TEXT section start

The Virginian-Pilot
                             THE VIRGINIAN-PILOT 
              Copyright (c) 1996, Landmark Communications, Inc.

DATE: Sunday, July 7, 1996                  TAG: 9607040255
SECTION: VIRGINIA BEACH BEACON   PAGE: 06   EDITION: FINAL 
TYPE: Letter 
                                            LENGTH:   64 lines

THE NERVE OF SOME ANIMALS' OWNERS

Like a lot of folks in Hampton Roads, my wife and I take great pride in caring for our home and the grounds surrounding it. We live in what many would consider an upper middle class section of the city, where like many other communities, children ride their bikes, husbands and wives take evening strolls together and joggers jog and people walk their dogs. It is the latter of this group of individuals that I find myself completely astounded with and the reason for my outrage.

I had just put the finishing touches on mowing my yard and pruning the flower garden, when I noticed two members of the fairer sex walking their pedigreed dogs along the side of my yard, when the animal chose that time to relieve itself, prompting the accompanying owner to lead the dog up onto my lawn to have a proper place to complete its business. Standing not 10 feet away, I was astounded that the owner would ``as a matter of little consequence'' regard my yard as her pet's private toilet facility. When I asked the owner if she had a bag and intended to clean up after her pet, she just looked at me and said, ``Well no, I don't have a bag,'' as if it were her pedigree's unwritten/unstated right to use my lawn as it pleased.

TEXT section end
EXERCISE DATA section start

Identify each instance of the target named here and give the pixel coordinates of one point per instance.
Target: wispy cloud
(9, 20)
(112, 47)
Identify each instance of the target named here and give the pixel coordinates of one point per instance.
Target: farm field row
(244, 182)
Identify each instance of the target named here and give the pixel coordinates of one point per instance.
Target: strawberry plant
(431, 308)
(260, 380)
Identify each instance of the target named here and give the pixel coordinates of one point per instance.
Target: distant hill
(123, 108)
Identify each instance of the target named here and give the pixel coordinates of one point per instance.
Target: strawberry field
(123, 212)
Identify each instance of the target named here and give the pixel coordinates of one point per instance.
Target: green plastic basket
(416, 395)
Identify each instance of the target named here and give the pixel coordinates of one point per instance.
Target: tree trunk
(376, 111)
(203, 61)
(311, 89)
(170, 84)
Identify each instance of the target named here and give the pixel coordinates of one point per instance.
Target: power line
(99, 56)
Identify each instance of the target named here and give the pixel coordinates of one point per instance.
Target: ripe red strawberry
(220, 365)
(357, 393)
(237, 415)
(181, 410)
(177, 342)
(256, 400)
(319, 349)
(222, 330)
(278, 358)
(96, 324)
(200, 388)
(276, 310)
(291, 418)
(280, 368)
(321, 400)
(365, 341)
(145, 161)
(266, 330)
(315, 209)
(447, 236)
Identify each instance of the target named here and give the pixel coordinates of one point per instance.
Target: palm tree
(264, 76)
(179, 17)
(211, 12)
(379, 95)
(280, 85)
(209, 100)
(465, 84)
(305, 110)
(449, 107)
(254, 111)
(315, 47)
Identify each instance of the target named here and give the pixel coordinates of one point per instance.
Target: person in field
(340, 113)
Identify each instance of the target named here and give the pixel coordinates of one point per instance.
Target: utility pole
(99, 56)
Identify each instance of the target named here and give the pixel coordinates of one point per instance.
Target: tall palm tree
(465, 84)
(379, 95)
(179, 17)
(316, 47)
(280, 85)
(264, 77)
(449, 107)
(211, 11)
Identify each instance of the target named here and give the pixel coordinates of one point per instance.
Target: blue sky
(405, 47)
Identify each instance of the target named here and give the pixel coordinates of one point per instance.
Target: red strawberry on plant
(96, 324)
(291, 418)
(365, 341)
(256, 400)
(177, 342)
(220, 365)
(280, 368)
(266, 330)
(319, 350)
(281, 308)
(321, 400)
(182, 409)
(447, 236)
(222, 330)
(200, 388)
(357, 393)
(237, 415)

EXERCISE DATA section end

■ **TASK GOAL**:
Could you transcribe the letter about dog owners, starting at "I had just put" and ending at "as it pleased."?

■ **TASK OUTPUT**:
I had just put the finishing touches on mowing my yard and pruning the flower garden, when I noticed two members of the fairer sex walking their pedigreed dogs along the side of my yard, when the animal chose that time to relieve itself, prompting the accompanying owner to lead the dog up onto my lawn to have a proper place to complete its business. Standing not 10 feet away, I was astounded that the owner would ``as a matter of little consequence'' regard my yard as her pet's private toilet facility. When I asked the owner if she had a bag and intended to clean up after her pet, she just looked at me and said, ``Well no, I don't have a bag,'' as if it were her pedigree's unwritten/unstated right to use my lawn as it pleased.